__ДОКУМЕНТ__.
Ведь они даже не могли слышать, как их прославляли, а я мог бы даже видеть воочию свою славу. (XXV) Поэтому бешенство твое, Клодий, пошло на убыль, нападки твои были тщетны; ведь на то, чтобы довести меня до моего тяжелого положения, были затрачены все силы всех злодеев. Несправедливость была так велика и потрясения так сильны, что не оставляли места для новой жестокости.
(65) Ближайшим соратником моим был Катон. Что тебе было делать? Положение не допускало, чтобы тот, кто был связан со мной дружбой, разделил со мной также и несправедливость, постигшую меня. Что ты мог сделать? Выпроводить его для сбора денег на Кипре?[1424] Пожива пропадает, но найдется другая. Лишь бы удалить его отсюда! Так ненавистного Марка Катона, словно в виде милости, высылают на Кипр. Изгоняют двоих, которых бесчестные люди не могли видеть, — одного, оказав ему позорнейший почет, другого, ввергнув его в почетнейшее несчастье. (66) А дабы вы знали, что Клодий всегда был врагом не людям, а доблестям, я скажу, что он, изгнав меня, удалив Катона, обратился именно против того человека, по чьему совету и с чьей помощью он, как говорил, и сделал все то, что совершил, и делал все то, что совершал: он понимал, что Гней Помпей, который, как он видел, по всеобщему признанию главенствовал среди граждан, в дальнейшем не станет потворствовать его бешенству. Клодий, вырвав хитростью из-под охраны Помпея его пленного врага[1425], сына одного царя, приятеля своего, оскорбив храбрейшего мужа этим беззаконием, надеялся сразиться с ним при помощи тех же войск, против которых я отказался биться, так как это представляло опасность для честных людей; вначале Клодий рассчитывал на помощь консулов; впоследствии Габиний расторг этот союз, но Писон все-таки остался верен ему. (67) Вы видели, какие побоища он устроил тогда, какие избиения камнями, скольких людей он запугал, как легко было ему — хотя наиболее стойкие люди из числа его сторонников тогда уже покинули его — мечом и беспрерывными кознями лишить Гнея Помпея возможности бывать на форуме и в Курии и принудить его оставаться дома. На основании этого можете судить, как велика была та сила, когда она возникла и была собрана, коль скоро она внушила ужас Гнею Помпею, уже рассеянная и уничтоженная.

__БЛОК ДАННЫХ__.
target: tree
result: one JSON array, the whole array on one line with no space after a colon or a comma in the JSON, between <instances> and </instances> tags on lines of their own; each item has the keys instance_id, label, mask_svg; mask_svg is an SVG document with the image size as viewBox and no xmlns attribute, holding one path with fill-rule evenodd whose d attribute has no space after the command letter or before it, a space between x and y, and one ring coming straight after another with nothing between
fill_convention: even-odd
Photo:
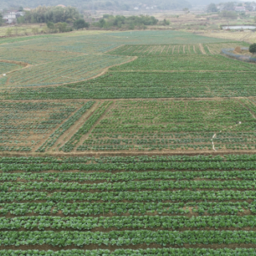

__ОПИСАНИЕ ЗАДАНИЯ__.
Воспроизведите дословно отрывок речи о Клодии от «Ведь они даже» до «для новой жестокости.».

__РЕЗУЛЬТАТ__.
Ведь они даже не могли слышать, как их прославляли, а я мог бы даже видеть воочию свою славу. (XXV) Поэтому бешенство твое, Клодий, пошло на убыль, нападки твои были тщетны; ведь на то, чтобы довести меня до моего тяжелого положения, были затрачены все силы всех злодеев. Несправедливость была так велика и потрясения так сильны, что не оставляли места для новой жестокости.